───── DATA EXTRACT ─────

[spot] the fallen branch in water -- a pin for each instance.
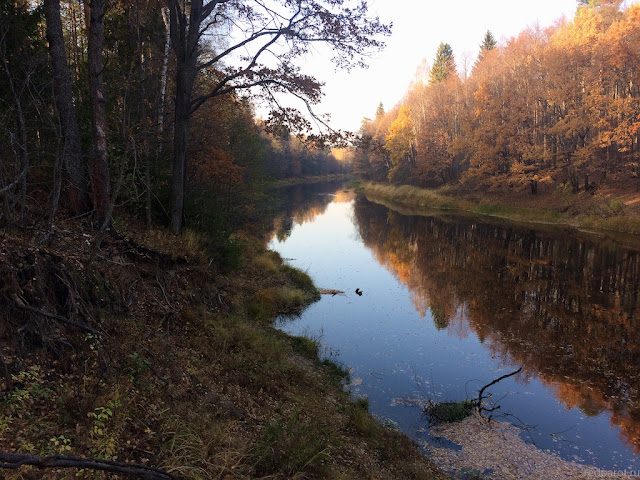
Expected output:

─────
───── DATA EXTRACT ─────

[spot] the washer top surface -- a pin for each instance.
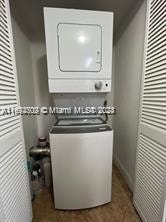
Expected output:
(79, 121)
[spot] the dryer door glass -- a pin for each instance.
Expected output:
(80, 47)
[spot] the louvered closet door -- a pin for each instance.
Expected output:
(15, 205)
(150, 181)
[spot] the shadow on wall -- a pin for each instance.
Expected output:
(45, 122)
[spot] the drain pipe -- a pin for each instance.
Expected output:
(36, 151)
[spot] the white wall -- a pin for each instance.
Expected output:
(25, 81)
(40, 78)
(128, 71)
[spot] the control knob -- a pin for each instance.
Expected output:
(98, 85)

─────
───── DATA EXTRACT ─────

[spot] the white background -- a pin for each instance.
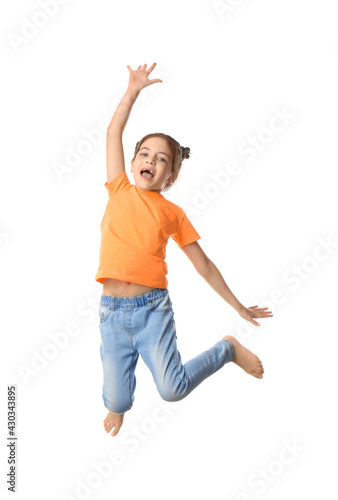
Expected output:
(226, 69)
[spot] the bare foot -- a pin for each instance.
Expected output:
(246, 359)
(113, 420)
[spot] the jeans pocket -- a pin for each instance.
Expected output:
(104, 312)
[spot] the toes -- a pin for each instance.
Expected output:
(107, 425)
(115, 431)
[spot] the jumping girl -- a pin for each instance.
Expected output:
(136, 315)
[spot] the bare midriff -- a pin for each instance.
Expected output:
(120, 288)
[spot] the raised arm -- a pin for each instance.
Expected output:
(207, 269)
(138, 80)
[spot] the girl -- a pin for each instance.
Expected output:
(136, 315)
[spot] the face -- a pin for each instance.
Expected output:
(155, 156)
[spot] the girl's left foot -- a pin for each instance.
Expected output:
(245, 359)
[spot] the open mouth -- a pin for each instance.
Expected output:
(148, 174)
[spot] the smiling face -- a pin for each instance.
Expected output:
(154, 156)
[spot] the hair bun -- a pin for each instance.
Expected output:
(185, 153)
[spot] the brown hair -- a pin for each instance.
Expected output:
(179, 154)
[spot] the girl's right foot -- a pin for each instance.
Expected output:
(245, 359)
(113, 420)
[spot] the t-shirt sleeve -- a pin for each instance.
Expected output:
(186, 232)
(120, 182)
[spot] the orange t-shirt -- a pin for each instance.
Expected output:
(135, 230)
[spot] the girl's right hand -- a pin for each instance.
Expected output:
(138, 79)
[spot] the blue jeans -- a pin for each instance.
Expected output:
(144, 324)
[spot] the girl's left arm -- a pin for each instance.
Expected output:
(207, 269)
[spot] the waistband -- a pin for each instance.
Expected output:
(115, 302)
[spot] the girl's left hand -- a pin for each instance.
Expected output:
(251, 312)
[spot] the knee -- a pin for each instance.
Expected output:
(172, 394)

─────

### PROBLEM REQUIREMENTS
Count the lines in the rows above that contain the string "right", treating uppercase and lowercase as distinct. Give only the number.

### RESPONSE TO THIS EXERCISE
2